Entries provided.

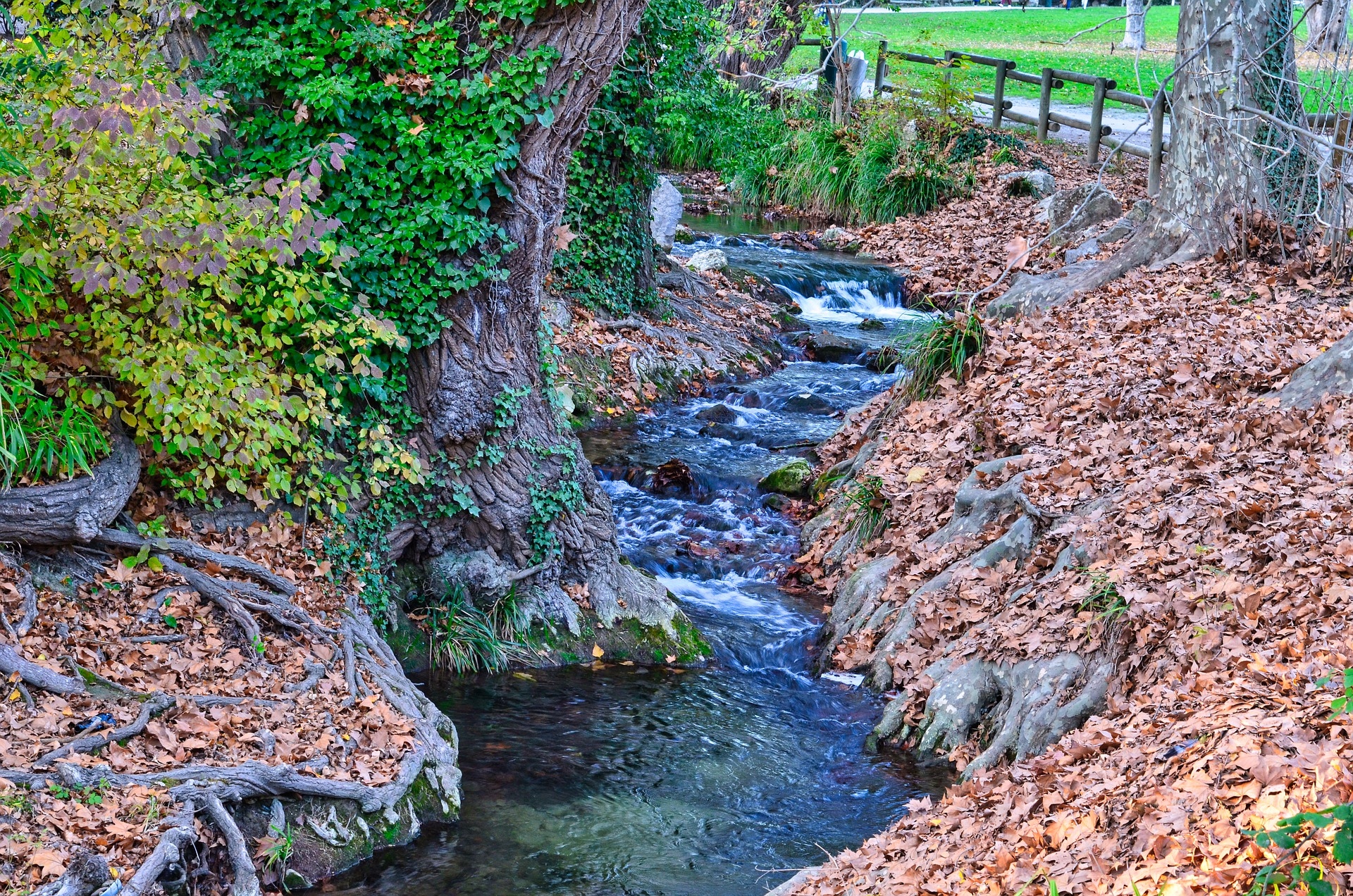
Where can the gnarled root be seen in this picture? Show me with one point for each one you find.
(1156, 242)
(1034, 703)
(1329, 374)
(76, 511)
(210, 790)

Objective.
Could you set down every line of the material above word for word, leaving out the picture?

Correct output.
Where can the gnarled root be seen in this picture? Show me with one point for each one you find.
(1156, 242)
(1034, 703)
(1329, 374)
(76, 511)
(210, 790)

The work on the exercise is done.